Copy out every item below with "pawn" swapped for "knight" and nothing else changed.

* Raw data *

=====

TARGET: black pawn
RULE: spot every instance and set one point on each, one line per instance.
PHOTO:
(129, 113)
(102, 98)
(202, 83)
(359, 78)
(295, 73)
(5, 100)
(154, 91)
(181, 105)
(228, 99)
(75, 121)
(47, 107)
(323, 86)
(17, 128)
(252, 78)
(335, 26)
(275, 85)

=====

* Output of the task *
TARGET: black knight
RULE: spot every instance and set one point on each, one line per instance.
PHOTO:
(129, 113)
(102, 98)
(202, 83)
(359, 78)
(295, 73)
(5, 100)
(154, 91)
(181, 105)
(228, 99)
(75, 121)
(47, 107)
(323, 86)
(17, 128)
(252, 78)
(335, 26)
(275, 85)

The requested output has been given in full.